Exact wording is required: give all the records again, minus the pictures.

=== The data ===
= = = =

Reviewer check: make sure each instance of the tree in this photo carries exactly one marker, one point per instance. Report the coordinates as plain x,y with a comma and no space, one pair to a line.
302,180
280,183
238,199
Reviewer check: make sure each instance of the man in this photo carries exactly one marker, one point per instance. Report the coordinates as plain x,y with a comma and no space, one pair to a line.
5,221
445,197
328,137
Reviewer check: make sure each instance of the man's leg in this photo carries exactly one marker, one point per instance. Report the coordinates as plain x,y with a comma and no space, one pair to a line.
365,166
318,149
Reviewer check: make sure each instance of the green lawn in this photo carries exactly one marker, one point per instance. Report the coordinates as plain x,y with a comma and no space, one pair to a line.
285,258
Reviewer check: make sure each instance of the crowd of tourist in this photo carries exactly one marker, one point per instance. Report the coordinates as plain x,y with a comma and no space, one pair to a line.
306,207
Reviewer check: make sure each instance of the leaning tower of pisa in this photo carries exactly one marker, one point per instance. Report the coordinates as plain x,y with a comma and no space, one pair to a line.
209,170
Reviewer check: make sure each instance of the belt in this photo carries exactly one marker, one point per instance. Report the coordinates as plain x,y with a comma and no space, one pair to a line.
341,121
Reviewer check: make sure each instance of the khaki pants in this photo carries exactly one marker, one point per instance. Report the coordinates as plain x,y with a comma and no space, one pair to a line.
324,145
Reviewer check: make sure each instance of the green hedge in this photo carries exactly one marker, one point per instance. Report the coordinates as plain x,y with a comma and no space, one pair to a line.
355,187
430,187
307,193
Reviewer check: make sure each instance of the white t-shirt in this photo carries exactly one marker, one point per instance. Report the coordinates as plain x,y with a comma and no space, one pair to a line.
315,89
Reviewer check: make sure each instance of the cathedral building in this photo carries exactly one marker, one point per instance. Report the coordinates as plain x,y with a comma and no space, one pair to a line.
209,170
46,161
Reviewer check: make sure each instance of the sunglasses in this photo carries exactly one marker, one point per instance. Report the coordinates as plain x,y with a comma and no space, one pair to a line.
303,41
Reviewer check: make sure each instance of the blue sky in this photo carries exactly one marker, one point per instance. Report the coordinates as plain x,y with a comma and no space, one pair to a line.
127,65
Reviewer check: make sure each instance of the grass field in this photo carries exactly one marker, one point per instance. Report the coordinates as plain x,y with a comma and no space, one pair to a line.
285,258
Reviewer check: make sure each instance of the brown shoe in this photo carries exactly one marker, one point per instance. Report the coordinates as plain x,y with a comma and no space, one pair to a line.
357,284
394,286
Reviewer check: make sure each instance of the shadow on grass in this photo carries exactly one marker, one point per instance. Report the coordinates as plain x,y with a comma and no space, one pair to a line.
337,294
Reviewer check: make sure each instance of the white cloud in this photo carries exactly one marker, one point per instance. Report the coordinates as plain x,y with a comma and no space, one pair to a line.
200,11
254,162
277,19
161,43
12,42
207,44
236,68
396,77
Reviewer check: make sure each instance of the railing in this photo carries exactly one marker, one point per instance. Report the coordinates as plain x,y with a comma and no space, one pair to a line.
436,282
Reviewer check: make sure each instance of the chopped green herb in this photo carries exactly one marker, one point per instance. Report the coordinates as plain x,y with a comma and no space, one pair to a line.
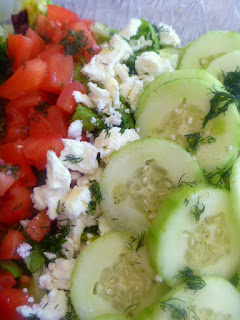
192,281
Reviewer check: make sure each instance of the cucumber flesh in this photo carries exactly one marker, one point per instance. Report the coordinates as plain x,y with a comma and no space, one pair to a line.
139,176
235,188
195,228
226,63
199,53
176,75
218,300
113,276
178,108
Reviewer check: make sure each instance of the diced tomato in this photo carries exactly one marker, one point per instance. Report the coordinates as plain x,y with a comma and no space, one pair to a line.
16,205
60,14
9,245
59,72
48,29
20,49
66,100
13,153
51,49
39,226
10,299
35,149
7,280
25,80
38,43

= = = =

=== Answer to this exercise ===
Reviewer check: make sure each instance of the tree in this photo carries exactly one marker, one point per instance. Report the coordinates as plain x,y with a comma and no space, one pair to a line.
302,180
280,183
238,199
Reviewer check: make sure each instance of the man in this photo carries exactly one marker, one point per instance. Report the coordinates as plain x,y with a comma and no space, one pair to a line.
5,221
445,197
328,137
Reviewer check: make sure each instance of the man's leg in this photo carries exactly one marker, one point per instance. Report the coordinates as plain x,y with a comma and no space, one pair to a line.
365,166
318,149
Reviewer check: make sure each instance of the green lawn in this photo carries exactly one marker, one point per instance. Report the coordinates as plain x,y with a comma and no space, one pair to a line.
285,258
Reviewer check: make sure each instance of the crowd of tourist in this photo carries exactly one marker, one point per instance. Report the coordinates as plain x,y with a comma and no space, one pair to a line.
306,207
Reviewer check: make sure each instance of the leaning tower of pisa in this photo carries exactly one marker, one point per instance. Report the coordinates as plain x,y with a comma and no space, one pair to a line.
209,170
Reviewer check: make sure each instance of the belt in this photo carries exactly one marker, one point per instance. Report the coordinates as plain x,y with a comma and no space, one pair to a line.
341,121
Reviewer check: make sure each instance of the khaki pants in this photo carries exactly one marker, one point per instance. Report the coordinates as plain x,y with a comma and no space, one pair to a line.
324,145
Reviewer check: make sure each instance of the green hedge in this photo carries exactly one marker, one point per instance. Report the coordinates as plain x,y with a comma and no space, one pair to a line.
355,187
430,187
307,193
Reviewer check: make sure each instance of the white t-shirt in this photo carries exactly one marker, one point per instance. Report the coordinates as plain x,y with a comma and no space, one pair to a line.
315,89
Reviewer check: make sure each instance of the cathedral building in this photo carries exactly one marker, one point per instance. Report the coordinates as plain x,y with a comma and no space, one pair to a line.
209,170
46,161
Reviewer check: make sure each instance of the sunglasses in this photo carries exactly one marker, one point per instance. Report the coordinates as plain x,y with a comma and no space, one pair to a line.
303,41
Reviewer check: make sure each instance of the blue sky in this photo carries exactly one marker, one point per instance. Report the coordinates as plain x,y with a comma and no space, one pair to a line.
127,65
Reviewer check: make sure each instance of the grass field in this photo carries exactly one marker, one point per instance. Report the coordinates as plain x,y with a comma and no space, one pair to a line.
285,258
Reviewer check: make sure each instance of the brown shoe in this photo carries exactly one marker, one point per instance. Report the coordinates as plain x,y with a comma and no space, one pair to a line.
357,284
394,286
Reviewer check: make sure each instance of the shadow on grass in this photo carries exactly one marker, one point per instance. Report the coordinates as plain x,y with a comma and no space, one pair to a line.
337,294
Reviewer check: make sure each instance of the white cloud in this photo carries exactly one marker, one point per instance. Report the coordinates as plain x,y with a comma and no space, one pair to a line.
200,11
254,162
277,19
161,43
12,42
207,44
236,68
396,77
Reviewer check: make sure each instance of the railing in this photo carries exactly one marker, one point per instance. Report the coordinates as plain x,y with a comma and no space, one pair to a line.
436,282
Reviewer check: make sure each instance of the chopped green herb in this photo carries exactly one marker, one point per instance. Report the coordinates as plain x,y with a comma and no space, one pair to a line.
192,281
Reviewer check: make sure each instance of the cucumber flesh in this photo carries exactly one marker, one point per instance. Report the coordinates as plain x,y with a comma and no space, one pair to a line.
139,176
235,188
195,228
226,63
199,53
176,75
218,300
113,276
178,108
Reviewer check: make sure each instance of the diced tomato in this photo carries exactly one marker, one point per instance. Report the coordinates as plain x,y with a comma and no space, one pair to a line.
16,205
60,14
9,245
59,72
48,29
20,49
66,100
13,153
51,49
39,226
10,299
35,149
7,280
25,80
38,43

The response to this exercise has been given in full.